Leiden, The Netherlands – In cooperation between AWEPA and the African Studies Centre at the University of Leiden, the Netherlands, a research panel debate was held on Female Genital Mutilation/Cutting (FGM/C) on 28 November 2013. The Norwegian researcher Ms. Marit Tolo Østebø presented her findings on the question: Are religious leaders a silver bullet in the global fight against FGM? Her research, associated with the University of Bergen, Norway, and the University of Florida, USA, focused on the experiences of Ethiopia. Marit disputed her own title on two fronts: one is that ‘mutilation’ is stigmatizing and is often replaced by ‘cutting’; and two that the martial language around abandonment (e.g. fight, bullet) tends to overshadow the community-based discourse needed for social value change.

A wide-ranging discussion was informed by two panelists: Ms. Zahra Naleie of the Federation of Somalian Associations in the Netherlands; and Dr. Jeff Balch, AWEPA Director Research & Evaluation. Zahra chastised donors for pushing short-term project approaches that require a beautiful report after only two years of implementation. She also warned about the medicalization of FGM and efforts to promote ‘FGM-light’. Zahra stressed that changing patriarchal societies is a long-term effort from generation to generation. Total abandonment is needed, not cosmetic measures, and men need to be involved in the process. She stated that laws were important but not sufficient. There needs to be a credible outreach to all the population concerned by top political leaders, local and national, men and women.

> _Exercises_
A. Repeat, word for word, the part of the FGM/C panel debate report above that opens with the words containing "Leiden, The Netherlands –" and closes with "social value change.".
B. Pick up the report on the Leiden FGM/C panel debate after its last sentence and continue it.

> _The data_
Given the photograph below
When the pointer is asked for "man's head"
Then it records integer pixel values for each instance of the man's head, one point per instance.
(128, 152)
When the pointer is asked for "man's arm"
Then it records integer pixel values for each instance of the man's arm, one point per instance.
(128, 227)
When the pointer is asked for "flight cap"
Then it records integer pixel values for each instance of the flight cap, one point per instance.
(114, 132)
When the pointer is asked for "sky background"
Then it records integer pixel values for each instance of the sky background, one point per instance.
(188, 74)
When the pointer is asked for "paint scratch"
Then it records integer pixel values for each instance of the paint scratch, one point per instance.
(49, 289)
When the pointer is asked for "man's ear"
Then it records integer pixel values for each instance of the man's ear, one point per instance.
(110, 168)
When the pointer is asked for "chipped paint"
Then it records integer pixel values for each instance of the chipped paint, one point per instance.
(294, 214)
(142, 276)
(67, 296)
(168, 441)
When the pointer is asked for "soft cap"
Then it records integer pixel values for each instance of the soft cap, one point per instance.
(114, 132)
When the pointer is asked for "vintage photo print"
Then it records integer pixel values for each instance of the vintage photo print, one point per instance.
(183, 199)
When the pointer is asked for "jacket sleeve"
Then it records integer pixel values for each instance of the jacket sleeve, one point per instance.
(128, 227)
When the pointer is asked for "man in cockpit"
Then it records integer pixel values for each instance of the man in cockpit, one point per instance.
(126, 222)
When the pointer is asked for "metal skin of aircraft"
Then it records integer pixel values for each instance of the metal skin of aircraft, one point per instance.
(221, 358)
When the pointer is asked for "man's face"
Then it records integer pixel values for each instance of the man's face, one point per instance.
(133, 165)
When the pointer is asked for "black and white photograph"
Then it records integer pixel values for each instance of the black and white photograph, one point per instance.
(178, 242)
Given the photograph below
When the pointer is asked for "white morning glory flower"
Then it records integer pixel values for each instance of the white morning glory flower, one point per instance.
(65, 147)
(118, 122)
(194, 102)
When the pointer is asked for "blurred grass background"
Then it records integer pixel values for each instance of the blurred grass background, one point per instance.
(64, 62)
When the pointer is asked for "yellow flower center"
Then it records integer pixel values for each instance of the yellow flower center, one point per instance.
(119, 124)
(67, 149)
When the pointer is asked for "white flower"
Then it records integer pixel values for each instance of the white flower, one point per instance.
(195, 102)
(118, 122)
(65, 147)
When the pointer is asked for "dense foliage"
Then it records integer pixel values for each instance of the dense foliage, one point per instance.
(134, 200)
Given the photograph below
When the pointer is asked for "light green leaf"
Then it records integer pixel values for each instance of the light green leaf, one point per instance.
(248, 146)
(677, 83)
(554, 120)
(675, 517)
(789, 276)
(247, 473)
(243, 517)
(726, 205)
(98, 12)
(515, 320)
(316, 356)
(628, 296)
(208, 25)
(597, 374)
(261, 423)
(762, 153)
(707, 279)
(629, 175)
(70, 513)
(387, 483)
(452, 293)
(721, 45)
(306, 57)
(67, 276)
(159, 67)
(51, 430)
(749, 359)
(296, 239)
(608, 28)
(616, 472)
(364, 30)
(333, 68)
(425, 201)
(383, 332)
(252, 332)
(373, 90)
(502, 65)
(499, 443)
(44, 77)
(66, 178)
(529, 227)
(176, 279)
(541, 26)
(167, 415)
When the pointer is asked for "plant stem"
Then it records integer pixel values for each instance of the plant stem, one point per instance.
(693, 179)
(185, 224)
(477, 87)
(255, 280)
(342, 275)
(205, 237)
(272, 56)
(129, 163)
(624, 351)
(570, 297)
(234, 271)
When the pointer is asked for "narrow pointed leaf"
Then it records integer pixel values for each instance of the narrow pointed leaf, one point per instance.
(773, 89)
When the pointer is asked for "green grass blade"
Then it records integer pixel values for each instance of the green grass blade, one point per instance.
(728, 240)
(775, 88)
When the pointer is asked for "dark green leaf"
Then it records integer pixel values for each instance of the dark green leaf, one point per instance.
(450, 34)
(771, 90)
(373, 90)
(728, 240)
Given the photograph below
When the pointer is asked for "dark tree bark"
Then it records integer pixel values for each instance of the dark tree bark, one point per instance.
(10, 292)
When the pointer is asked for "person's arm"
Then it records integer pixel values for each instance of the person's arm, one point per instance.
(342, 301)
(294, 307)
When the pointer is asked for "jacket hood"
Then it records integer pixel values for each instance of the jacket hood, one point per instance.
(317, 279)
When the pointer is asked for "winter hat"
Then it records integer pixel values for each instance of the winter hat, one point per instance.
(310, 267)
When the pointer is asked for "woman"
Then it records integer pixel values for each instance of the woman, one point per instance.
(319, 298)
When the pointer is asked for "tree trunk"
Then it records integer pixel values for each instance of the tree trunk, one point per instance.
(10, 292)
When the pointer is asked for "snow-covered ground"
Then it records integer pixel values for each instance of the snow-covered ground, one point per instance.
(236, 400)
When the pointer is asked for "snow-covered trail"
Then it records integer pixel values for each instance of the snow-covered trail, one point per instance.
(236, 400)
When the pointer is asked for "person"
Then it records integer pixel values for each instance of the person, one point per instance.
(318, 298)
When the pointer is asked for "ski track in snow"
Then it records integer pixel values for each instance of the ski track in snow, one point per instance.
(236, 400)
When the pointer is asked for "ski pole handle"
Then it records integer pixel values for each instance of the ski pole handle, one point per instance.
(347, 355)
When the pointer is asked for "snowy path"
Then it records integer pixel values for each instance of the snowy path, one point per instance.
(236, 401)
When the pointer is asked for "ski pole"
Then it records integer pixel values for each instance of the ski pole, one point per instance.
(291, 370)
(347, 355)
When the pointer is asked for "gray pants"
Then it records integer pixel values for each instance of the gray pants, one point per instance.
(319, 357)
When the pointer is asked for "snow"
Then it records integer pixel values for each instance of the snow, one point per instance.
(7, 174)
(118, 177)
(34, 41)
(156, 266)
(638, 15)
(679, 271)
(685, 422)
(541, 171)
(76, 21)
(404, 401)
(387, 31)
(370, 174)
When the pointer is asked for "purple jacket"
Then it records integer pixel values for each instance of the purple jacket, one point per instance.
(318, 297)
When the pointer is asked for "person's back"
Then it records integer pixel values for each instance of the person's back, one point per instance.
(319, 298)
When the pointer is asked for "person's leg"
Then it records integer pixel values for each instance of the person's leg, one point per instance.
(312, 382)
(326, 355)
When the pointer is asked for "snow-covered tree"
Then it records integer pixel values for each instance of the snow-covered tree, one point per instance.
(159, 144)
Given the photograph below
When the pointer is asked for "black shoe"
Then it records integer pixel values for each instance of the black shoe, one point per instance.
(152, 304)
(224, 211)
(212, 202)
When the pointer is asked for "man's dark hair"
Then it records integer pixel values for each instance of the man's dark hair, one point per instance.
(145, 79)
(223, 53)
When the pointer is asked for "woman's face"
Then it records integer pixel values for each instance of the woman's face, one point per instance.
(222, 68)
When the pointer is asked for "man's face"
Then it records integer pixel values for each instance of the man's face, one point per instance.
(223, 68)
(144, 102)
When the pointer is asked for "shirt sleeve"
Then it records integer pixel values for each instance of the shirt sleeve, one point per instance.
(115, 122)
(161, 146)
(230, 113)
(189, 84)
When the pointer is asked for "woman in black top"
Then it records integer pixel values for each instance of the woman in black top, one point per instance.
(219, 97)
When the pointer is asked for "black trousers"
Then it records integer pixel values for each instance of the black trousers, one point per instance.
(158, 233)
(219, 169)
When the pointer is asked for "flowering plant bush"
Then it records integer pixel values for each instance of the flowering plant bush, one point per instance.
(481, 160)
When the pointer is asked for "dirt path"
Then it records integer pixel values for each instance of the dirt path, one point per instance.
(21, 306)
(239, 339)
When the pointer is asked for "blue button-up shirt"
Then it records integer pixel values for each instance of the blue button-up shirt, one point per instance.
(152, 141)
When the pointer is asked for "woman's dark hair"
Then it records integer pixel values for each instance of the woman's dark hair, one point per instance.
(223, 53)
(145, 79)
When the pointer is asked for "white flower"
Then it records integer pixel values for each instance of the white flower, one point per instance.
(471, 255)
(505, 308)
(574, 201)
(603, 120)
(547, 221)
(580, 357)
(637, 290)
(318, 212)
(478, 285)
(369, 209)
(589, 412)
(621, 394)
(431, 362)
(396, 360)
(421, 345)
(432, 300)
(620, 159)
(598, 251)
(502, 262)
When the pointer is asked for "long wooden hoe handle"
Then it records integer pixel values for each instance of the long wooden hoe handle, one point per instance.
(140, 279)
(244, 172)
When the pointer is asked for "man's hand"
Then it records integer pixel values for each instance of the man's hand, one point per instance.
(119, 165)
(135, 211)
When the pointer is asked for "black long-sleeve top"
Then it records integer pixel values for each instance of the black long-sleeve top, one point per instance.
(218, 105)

> _Exercise results_
A.
Leiden, The Netherlands – In cooperation between AWEPA and the African Studies Centre at the University of Leiden, the Netherlands, a research panel debate was held on Female Genital Mutilation/Cutting (FGM/C) on 28 November 2013. The Norwegian researcher Ms. Marit Tolo Østebø presented her findings on the question: Are religious leaders a silver bullet in the global fight against FGM? Her research, associated with the University of Bergen, Norway, and the University of Florida, USA, focused on the experiences of Ethiopia. Marit disputed her own title on two fronts: one is that ‘mutilation’ is stigmatizing and is often replaced by ‘cutting’; and two that the martial language around abandonment (e.g. fight, bullet) tends to overshadow the community-based discourse needed for social value change.

B.
Dr. Balch raised the concern that very much attention goes out to religious and traditional leaders, while the democratically-elected and constitutionally-mandated parliamentarians are left off the list of main stakeholders. This is a major mistake that not only slows down the abandonment effort, but undermines the democratic process at the same time. Jeff pointed to work by AWEPA to engage parliamentarians in West Africa as champions in this effort, which is showing signs of significant impact. But, there is little or no attention to local MPs in the research into ‘what works’, so this is under-reported. Parliamentarians are also not a ‘silver bullet’ because they lack capacity and resources. Dr. Balch added that although the Netherlands government had made an impressive investment in ending child marriage, here too the officials would be well advised to include local parliamentarians in social change efforts, and to provide them with the support needed to take up this combined challenge. It is possible to work on child marriage and FGM/C simultaneously, in cooperation with the relevant parliamentary committees.